## EXCERPTED TEXT
* * * *

Two Virginia volunteer firefighters who rushed a baby girl to a hospital — likely saving her life as she suffered from a seizure — have been suspended for one week and counting for using their fire engine for the heroic act.
“It’s taken a toll on me,” Captain James Kelley, one of the suspended saviors, told the Daily News on Sunday. He and Sgt. Virgil Bloom, who serve the Falmouth Volunteer Fire Department in Fredericksburg, have been suspended for eight days, with no idea how long it will continue.
“It hurts. It’s not only hurting us, it’s hurting the citizens as well, because we’re not staffed enough all the time. It’s taken a toll on a lot of things.”
The punishment came from Stafford County Fire & Rescue, which said the fire engine is licensed as a “non-transport unit” and can’t be turned into an an ad hoc ambulance, Fox 5 DC reported.
But the department never formally charged the unpaid firefighters with any wrongdoing, or gave them any idea how or when their suspensions could end, according to Fire Chief Christopher Smith.

* * * *

## DATASET CONTENT
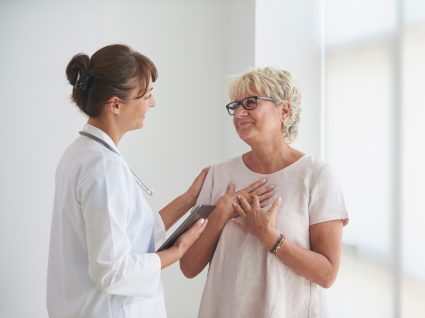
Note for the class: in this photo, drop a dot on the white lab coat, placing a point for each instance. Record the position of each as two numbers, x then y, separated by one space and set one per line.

* * * *

## EXPLORE THE MATERIAL
**A)** In the firefighter suspension article, copy the passage word for word, beginning at the words "The punishment came" and stopping after "Chief Christopher Smith.".
**B)** Which agency issued the punishment described in the firefighter suspension article?

## RESPONSES PER TASK
**A)**
The punishment came from Stafford County Fire & Rescue, which said the fire engine is licensed as a “non-transport unit” and can’t be turned into an an ad hoc ambulance, Fox 5 DC reported.
But the department never formally charged the unpaid firefighters with any wrongdoing, or gave them any idea how or when their suspensions could end, according to Fire Chief Christopher Smith.

**B)** Stafford County Fire & Rescue